EXERCICES —
• A. Répondez aux questions suivantes en vous appuyant sur l'extrait d'entretien.
(i) D'où vient le mode de production évoqué par Jean-Pierre Bolognini ?
(ii) Dans quelle région d'Ukraine les économies locales vivent-elles de petits échanges et de petits trafics ?
(iii) Qui propose depuis très longtemps la suppression des visas ?
• B. Transcrivez fidèlement le passage de l'extrait d'entretien qui s'ouvre sur les mots « AU : Ces accords » et se clôt sur « pouvoir y revenir. ».
• C. Indiquez si chacune des affirmations suivantes concorde avec l'extrait d'entretien, en répondant par oui ou par non et en citant textuellement les mots qui tranchent.
(i) Il existe une politique commune européenne en matière d'immigration.
(ii) Les accords de Schengen portent surtout sur les sorties du pays.
(iii) Les visas empêchent non seulement les entrées, mais aussi les sorties.

EXTRAIT PRÉSENTÉ —
»»

Jean-Pierre Bolognini : Disposer de clandestins pour cette production n’est pas incompatible avec la régularisation. Il y a des vagues successives de légalisations, mais les afflux de clandestins restent nécessaires pour occuper les postes les plus bas dans les secteurs où la rentabilité se fait sur l’emploi, 40 à 50% du prix des fruits et légumes par exemple... C’est un mode de production qui est venu de Californie.

Dans vos conclusions, quelles propositions faites-vous concernant la politique européenne ?
AU : Il n’y a pas de politique commune. Chaque Etat-membre fait ses propres lois Bien sûr il y a Schengen, mais cela porte surtout sur les entrées au pays. Ce sont les accords de Schengen, la fermeture des frontières qui alimentent l’immigration clandestine.

Vous dites même que l’élargissement de l’Union va de pair avec la fermeture. L’adhésion de la Hongrie, par exemple, va dresser une barrière avec l’Ukraine voisine, et les Hongrois qui y vivent.
AU : Ces accords cassent les dynamiques des régions transfrontalières, où existent beaucoup d’échanges économiques et humains, on l’a vu en Transcarpatie (Ukraine), où les économies locales vivent de petits échanges, de petits trafics.
NB : Il y a aussi la question des visas, qui n’empêchent pas seulement les entrées, mais aussi les sorties. La rigidité de Schengen pousse les gens à faire des voyages très dangereux et les condamne à rester dans les pays d’immigration : ils n’en sortent plus par peur de ne plus pouvoir y revenir.

Vous voulez la suppression des visas ?
NB : C’est ce que propose depuis très longtemps Jean-Yves Carlier, professeur à l’Université de Louvain. Nous faisons nôtre cette proposition.

Plus concrètement, si on parlait de la solidarité avec les victimes de la xénophobie à El Ejido...

««

DONNÉES FOURNIES —
»»

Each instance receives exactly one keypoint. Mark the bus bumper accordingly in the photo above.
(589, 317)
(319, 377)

««

RÉPONSES RÉDIGÉES —
• A.
(i) De Californie.
(ii) En Transcarpatie.
(iii) Jean-Yves Carlier, professeur à l'Université de Louvain.

• B.
AU : Ces accords cassent les dynamiques des régions transfrontalières, où existent beaucoup d’échanges économiques et humains, on l’a vu en Transcarpatie (Ukraine), où les économies locales vivent de petits échanges, de petits trafics.
NB : Il y a aussi la question des visas, qui n’empêchent pas seulement les entrées, mais aussi les sorties. La rigidité de Schengen pousse les gens à faire des voyages très dangereux et les condamne à rester dans les pays d’immigration : ils n’en sortent plus par peur de ne plus pouvoir y revenir.

• C.
(i) Non : « Il n’y a pas de politique commune. »
(ii) Non : « cela porte surtout sur les entrées au pays ».
(iii) Oui : « qui n’empêchent pas seulement les entrées, mais aussi les sorties ».